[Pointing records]
━━━━━━━━━━━━━━━━━━━━

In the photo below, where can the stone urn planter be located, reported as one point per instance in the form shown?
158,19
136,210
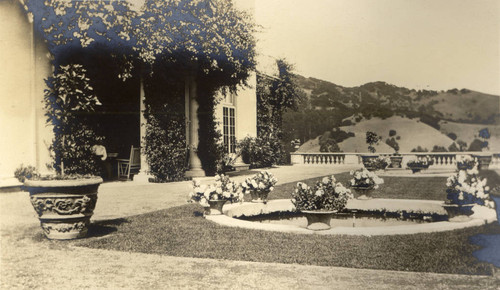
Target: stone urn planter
396,161
363,192
259,196
64,207
455,210
318,220
417,168
483,161
215,207
367,160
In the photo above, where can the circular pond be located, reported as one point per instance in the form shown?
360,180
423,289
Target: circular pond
348,219
365,217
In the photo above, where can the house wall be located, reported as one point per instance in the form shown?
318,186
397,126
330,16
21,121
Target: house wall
245,105
24,65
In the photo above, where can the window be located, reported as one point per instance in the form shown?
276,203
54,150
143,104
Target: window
229,130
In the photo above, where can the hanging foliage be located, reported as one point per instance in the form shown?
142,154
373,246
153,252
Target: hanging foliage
68,99
275,95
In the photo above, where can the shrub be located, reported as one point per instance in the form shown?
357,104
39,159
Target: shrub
166,149
340,135
327,143
326,194
372,139
346,123
68,99
393,143
476,145
419,149
22,173
465,187
453,147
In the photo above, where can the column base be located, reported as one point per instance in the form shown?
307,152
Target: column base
195,172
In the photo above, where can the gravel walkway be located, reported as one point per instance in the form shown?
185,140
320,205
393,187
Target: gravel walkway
30,262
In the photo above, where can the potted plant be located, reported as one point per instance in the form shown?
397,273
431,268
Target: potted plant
213,197
363,182
464,191
320,202
418,163
259,186
378,163
65,202
465,162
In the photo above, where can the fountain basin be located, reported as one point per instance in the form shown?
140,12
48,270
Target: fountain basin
232,212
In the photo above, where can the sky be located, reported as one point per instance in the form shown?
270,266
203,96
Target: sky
419,44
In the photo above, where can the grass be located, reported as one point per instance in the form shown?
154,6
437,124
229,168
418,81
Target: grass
182,231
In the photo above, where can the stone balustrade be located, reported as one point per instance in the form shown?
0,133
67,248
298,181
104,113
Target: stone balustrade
442,160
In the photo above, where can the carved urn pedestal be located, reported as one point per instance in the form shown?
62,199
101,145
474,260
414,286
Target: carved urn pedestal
64,207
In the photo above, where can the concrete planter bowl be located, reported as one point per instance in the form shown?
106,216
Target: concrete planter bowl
64,207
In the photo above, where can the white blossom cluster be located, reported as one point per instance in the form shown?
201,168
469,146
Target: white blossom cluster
222,189
262,181
466,182
364,178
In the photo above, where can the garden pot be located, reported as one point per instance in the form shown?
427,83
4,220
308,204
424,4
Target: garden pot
259,196
415,169
455,210
215,207
496,199
64,207
367,161
483,161
363,192
318,220
396,161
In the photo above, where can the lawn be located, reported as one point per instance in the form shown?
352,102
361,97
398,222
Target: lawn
182,231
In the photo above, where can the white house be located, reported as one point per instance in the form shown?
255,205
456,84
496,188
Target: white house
26,137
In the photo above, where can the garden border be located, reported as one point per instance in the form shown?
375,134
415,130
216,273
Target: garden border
481,216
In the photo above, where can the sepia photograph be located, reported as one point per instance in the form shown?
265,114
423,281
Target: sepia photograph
250,144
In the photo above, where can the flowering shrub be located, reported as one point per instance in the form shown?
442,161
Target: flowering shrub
378,163
327,194
466,162
22,173
223,189
365,178
262,181
465,187
420,161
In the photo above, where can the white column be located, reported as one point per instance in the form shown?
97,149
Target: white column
195,169
143,175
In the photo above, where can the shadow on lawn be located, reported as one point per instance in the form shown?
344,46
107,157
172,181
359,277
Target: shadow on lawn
105,227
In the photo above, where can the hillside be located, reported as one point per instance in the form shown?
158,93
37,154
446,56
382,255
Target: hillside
411,133
379,106
380,99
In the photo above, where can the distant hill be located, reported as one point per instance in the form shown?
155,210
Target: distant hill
410,133
417,115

━━━━━━━━━━━━━━━━━━━━

Revise the records above by replacing "reported as one point per instance" with "given as one point per instance" wherever it appears, leaving everything else unchanged. Leave the pictures out of your answer.

In the photo below, where can the stone urn planter be located, given as one point per instance in the form shown?
158,19
136,210
Target: stone urn planter
396,161
363,192
259,196
64,207
455,210
318,220
417,168
483,161
215,207
367,160
In the photo above, where can the circular pond be located, given as one point per instance in the form shown?
360,180
423,289
Target: circular pond
348,219
365,217
In the photo above, where can the house wall be located, given as one point per instance in the form shown?
318,186
397,126
330,16
21,121
Target: house wall
245,105
24,65
In the photo above, where can the window be located, given as one point per instance in the form shown?
276,203
54,150
143,104
Target: window
229,130
In the photo above, where can the hanging foliage be located, given as one point per instance in the form shown?
142,154
373,246
153,252
Target: hanging foliage
68,99
275,95
In the photo above, where can the shrub be located, given as one point per instance in the form shown?
357,104
39,159
Target: shrub
166,149
340,135
327,143
326,194
372,139
346,123
68,99
393,143
476,145
419,149
22,173
465,187
453,147
In the photo above, where can the column base be located, given as one point per instance in the form shown?
307,152
Target: column base
195,172
In the photo above, where can the gravel walkway be located, given as one point per instance in the form shown?
185,140
320,205
393,187
Target: gravel walkway
30,262
In the photo above, where can the potted plant be located, given as one point per instance in the form shown?
397,273
431,268
Target: potted plant
213,197
363,182
464,191
320,202
418,163
259,186
378,163
65,202
465,162
In the photo above, where can the fountain basin be located, given as one point per instance in the form shown?
140,12
48,270
Target: fountain basin
232,212
In the photo above, where can the sky be located, given as one point per instance in the form shown?
270,266
203,96
Target: sky
419,44
In the photo above, where can the grass be located, given as one point per instance in the form shown?
154,6
437,124
229,168
418,81
Target: grass
182,231
In the photo above, where can the stone balustrade be located, given as one point per instance in the form shown?
0,133
67,248
298,181
104,113
Target: stone balustrade
442,160
In the photo above, where can the carved urn pedestal be located, given as one point per instance in the form shown?
62,199
101,145
474,260
414,286
Target: carved urn pedestal
64,207
In the photo above, where can the concrete planter bowl be located, given as one point per instance in the form shown?
106,216
Target: concrete planter bowl
64,207
In the photo above, where can the white blossom cluster be located, given as one point per instance in the form shown?
201,168
469,146
Target: white blossom cluster
222,189
262,181
466,182
364,178
In the photo above, where can the garden pot be located, given as one point per instance in the form shown?
427,83
4,220
308,204
424,4
Target: garden pot
259,196
415,169
455,210
215,207
496,199
64,207
367,161
483,161
363,192
318,220
396,161
In the photo above, where can the lawn be located, given as one point per instance in the form shown?
352,102
361,97
398,222
Target: lawn
182,231
In the photo above, where can the white house be located, given as one point per instance in the form shown?
255,205
456,84
496,188
Target: white house
26,137
In the photo above, where can the garden border be located, given as one point per instance in the form shown?
375,134
415,130
216,273
Target: garden border
481,216
In the photo above, where can the sepia photograph be located, given as one point per instance in the form shown?
265,114
423,281
Target: sepia photograph
250,144
In the photo above, where can the flowering shrub be located, given as one point per instance in the form shown?
442,161
Target: flowering shrub
378,163
327,194
466,162
22,173
223,189
365,178
262,181
465,187
420,161
In the photo above, where can the white column be located, given as one point per instance in the form shown?
97,149
Target: white column
195,169
143,175
In the photo above, where can the shadow on lawn be located, given as one point per instance in the form shown?
344,46
107,157
172,181
359,277
Target: shadow on lawn
105,227
In the photo above, where can the hillside be located, given as one point per instance in the form shown?
158,93
37,154
446,56
382,255
Target: hillside
411,133
379,106
380,99
In the photo above, where can the distant hill be located, given as one point per instance in the form shown?
155,210
Target: distant hill
410,133
417,115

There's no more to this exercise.